--- BEGIN Document ---
Boris Johnson’s Northern Ireland to Scotland bridge plan axed amid spending clamp down

Boris Johnson's controversial plan to build a tunnel linking Scotland with Northern Ireland has been ditched as the UK Treasury clamps down on spending.

An unnamed government official with knowledge of Treasury spending negotiations told the Financial Times that the Prime Minister 's plans are “dead, at least for now”.

The decision comes as the chancellor, Rishi Sunak, conducts a spending review before presenting his autumn budget on October 27.

Mr Johnson had repeatedly talked up the idea of linking Portpatrick in the south-west of Scotland with Larne, a distance of 23 miles.

The UK Government last year commissioned the chairman of Network Rail, Sir Peter Hendy, to come up with ideas to improve connections between the four home nations.

And due to the physical separation of Northern Ireland to the mainland, the most ambitious proposal being considered was a “fixed link” to Scotland.
--- END Document ---
--- BEGIN Provided data ---
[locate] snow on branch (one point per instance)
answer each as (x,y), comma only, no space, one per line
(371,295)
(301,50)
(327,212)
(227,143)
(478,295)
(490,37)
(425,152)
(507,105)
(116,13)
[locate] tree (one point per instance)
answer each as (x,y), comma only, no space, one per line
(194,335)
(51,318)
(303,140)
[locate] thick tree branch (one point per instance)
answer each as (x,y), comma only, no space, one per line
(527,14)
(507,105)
--- END Provided data ---
--- BEGIN Provided data ---
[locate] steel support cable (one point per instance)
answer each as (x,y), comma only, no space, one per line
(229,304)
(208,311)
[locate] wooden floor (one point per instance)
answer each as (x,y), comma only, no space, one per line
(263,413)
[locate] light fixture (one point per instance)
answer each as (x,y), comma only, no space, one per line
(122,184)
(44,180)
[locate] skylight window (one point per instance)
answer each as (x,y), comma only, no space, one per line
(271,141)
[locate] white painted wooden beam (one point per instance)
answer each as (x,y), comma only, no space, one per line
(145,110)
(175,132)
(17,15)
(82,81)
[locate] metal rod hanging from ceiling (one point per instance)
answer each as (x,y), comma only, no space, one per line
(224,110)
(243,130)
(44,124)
--- END Provided data ---
--- BEGIN Provided data ---
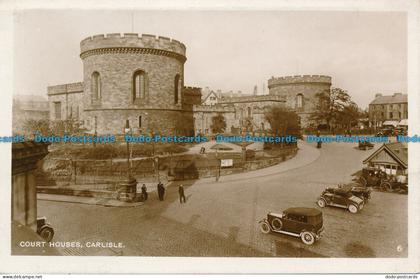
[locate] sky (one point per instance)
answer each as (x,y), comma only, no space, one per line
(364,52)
--- END Provided data ---
*Task requirements*:
1 - Can you condense the paragraph of the bridge article beginning "Mr Johnson had repeatedly talked up" into a single shorter sentence that keeps its main facts?
2 - Which lines of the records contain the string "branch"? Pick them out and copy each one.
The records are unrelated to the text.

*Expected answers*:
1 - Mr Johnson often promoted a link between Portpatrick in south-west Scotland and Larne, 23 miles apart.

2 -
[locate] snow on branch (one point per instance)
[locate] thick tree branch (one point per instance)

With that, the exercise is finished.